GOAL OF THE EXERCISE –
All that is needed is the line containing "Can you see the open" together with each line after it, transcribed exactly to the end of the records.
%%
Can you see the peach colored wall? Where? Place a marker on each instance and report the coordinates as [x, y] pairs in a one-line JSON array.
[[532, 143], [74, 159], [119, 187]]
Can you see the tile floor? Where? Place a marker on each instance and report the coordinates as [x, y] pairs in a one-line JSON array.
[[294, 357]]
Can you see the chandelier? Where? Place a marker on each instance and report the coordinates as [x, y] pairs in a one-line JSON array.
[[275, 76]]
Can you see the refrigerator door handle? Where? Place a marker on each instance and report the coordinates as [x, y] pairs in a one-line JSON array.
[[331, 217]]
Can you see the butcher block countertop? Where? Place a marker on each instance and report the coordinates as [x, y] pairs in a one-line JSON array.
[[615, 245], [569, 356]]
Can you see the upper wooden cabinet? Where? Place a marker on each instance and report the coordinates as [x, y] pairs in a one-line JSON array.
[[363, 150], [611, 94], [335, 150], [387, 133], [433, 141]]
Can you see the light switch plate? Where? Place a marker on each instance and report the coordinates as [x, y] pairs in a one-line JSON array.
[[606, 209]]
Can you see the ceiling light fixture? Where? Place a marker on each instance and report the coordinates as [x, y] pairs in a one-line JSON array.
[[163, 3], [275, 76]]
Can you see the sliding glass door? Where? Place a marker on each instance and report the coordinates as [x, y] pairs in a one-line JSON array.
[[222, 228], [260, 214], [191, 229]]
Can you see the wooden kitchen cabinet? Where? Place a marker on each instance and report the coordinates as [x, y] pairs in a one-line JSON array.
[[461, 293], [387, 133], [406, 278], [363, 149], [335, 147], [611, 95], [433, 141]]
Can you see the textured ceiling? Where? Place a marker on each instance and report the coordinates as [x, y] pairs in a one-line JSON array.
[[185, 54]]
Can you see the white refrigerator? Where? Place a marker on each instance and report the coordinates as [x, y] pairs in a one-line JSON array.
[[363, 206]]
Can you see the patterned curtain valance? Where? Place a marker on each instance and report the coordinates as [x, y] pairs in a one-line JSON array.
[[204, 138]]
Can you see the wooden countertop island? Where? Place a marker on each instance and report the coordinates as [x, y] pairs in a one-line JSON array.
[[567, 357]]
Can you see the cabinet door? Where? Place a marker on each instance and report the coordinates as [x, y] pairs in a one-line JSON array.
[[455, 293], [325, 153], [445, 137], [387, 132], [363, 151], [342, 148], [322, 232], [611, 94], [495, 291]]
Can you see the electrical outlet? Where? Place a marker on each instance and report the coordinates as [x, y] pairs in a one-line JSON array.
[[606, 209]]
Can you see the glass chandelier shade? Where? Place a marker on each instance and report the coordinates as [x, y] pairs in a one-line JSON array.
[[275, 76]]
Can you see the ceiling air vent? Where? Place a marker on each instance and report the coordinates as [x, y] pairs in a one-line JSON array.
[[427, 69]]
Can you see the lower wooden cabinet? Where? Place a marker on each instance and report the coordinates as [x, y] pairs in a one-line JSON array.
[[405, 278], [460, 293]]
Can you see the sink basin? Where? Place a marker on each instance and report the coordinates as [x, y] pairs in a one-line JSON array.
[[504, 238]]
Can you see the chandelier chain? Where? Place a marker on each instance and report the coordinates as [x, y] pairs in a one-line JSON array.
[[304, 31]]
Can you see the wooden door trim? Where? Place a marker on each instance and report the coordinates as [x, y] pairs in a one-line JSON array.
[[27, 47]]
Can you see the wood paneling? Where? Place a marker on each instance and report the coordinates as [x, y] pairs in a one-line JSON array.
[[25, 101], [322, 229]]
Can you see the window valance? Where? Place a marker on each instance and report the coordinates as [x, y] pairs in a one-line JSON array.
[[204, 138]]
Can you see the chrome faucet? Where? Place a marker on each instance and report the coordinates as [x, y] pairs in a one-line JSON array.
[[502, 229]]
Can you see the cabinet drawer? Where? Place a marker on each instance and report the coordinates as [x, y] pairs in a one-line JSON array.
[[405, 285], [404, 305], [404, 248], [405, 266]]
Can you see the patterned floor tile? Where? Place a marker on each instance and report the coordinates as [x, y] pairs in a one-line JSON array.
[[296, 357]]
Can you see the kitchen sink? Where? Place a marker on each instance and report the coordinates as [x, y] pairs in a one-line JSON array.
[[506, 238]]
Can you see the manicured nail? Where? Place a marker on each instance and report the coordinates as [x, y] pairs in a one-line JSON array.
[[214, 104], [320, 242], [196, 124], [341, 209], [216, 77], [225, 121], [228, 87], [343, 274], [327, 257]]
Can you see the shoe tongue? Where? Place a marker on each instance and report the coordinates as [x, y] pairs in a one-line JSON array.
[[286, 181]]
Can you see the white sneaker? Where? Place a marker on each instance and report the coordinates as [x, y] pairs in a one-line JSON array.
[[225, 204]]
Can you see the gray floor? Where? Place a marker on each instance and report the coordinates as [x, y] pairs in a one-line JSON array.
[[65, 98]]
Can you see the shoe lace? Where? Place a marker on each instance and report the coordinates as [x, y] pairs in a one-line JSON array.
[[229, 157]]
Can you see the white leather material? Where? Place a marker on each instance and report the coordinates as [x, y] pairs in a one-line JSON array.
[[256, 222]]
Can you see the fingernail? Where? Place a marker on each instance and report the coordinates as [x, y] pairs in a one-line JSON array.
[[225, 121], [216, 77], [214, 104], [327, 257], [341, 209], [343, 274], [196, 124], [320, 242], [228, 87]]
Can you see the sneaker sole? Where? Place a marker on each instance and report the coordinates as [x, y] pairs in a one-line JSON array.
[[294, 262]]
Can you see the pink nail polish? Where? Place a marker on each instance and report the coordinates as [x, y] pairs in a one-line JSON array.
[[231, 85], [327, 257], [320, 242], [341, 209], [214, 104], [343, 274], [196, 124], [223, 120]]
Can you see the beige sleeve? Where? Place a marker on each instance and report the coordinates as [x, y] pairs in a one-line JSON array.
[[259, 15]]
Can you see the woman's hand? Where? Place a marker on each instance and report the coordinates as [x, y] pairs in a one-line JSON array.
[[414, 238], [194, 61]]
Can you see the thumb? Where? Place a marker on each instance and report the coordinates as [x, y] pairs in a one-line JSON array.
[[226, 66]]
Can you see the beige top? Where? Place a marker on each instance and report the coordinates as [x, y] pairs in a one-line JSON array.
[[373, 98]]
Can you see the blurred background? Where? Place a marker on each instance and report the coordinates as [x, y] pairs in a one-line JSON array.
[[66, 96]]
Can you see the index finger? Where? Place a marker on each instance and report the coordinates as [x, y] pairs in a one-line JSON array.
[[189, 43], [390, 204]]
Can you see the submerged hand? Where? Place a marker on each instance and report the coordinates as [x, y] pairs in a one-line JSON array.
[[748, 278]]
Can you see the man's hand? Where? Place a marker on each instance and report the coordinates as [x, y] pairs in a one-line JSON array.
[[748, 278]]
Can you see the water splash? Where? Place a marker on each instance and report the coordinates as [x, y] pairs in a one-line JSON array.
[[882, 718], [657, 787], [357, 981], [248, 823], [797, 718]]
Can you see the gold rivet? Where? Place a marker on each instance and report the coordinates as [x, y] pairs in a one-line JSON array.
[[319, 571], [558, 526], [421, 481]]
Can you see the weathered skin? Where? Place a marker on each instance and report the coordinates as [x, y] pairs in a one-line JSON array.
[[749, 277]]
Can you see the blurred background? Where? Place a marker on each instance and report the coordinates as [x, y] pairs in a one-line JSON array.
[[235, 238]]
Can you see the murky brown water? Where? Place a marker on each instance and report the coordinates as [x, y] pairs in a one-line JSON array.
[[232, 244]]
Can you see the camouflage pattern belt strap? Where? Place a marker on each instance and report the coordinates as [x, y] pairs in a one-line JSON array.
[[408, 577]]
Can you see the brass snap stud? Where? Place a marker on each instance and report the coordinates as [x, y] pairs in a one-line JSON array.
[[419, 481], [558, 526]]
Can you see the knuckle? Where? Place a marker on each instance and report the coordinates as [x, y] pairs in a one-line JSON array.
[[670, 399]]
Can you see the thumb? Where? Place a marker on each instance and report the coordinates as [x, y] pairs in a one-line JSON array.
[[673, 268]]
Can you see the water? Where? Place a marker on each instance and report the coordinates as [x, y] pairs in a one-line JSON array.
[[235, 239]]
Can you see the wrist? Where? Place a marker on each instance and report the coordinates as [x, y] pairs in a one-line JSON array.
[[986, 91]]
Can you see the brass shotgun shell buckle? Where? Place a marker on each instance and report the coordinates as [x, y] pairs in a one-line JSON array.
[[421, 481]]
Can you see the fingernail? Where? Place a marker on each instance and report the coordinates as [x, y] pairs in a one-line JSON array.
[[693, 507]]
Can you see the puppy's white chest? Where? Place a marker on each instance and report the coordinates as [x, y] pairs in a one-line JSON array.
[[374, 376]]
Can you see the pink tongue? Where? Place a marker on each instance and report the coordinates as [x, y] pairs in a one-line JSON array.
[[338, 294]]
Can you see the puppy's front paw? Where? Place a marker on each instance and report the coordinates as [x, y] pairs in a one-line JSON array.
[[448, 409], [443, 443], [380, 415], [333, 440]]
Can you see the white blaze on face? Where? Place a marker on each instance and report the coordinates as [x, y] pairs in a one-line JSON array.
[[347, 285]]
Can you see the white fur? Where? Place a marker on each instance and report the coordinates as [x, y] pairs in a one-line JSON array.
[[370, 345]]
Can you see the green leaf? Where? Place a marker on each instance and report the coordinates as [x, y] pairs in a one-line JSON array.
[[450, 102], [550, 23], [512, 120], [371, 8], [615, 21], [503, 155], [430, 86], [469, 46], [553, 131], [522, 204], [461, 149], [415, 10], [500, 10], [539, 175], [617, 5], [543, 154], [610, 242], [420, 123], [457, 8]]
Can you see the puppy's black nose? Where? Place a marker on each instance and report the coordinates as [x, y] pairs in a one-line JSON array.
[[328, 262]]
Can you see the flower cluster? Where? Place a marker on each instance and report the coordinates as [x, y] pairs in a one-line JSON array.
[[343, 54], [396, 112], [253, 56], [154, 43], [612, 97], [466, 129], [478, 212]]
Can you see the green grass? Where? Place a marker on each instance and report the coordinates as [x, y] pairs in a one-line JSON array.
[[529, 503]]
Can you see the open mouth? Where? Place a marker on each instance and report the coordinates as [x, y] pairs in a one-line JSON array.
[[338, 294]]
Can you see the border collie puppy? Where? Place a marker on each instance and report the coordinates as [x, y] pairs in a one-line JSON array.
%%
SOLUTION TO THIS TASK –
Can you see the open mouth? Where? Place a marker on each instance and report the coordinates as [x, y] pairs in a one-line JSON array.
[[338, 294]]
Can you see the border collie puppy? Where? Place a marker on each instance and report the coordinates as [x, y] pairs in a one-line JSON array.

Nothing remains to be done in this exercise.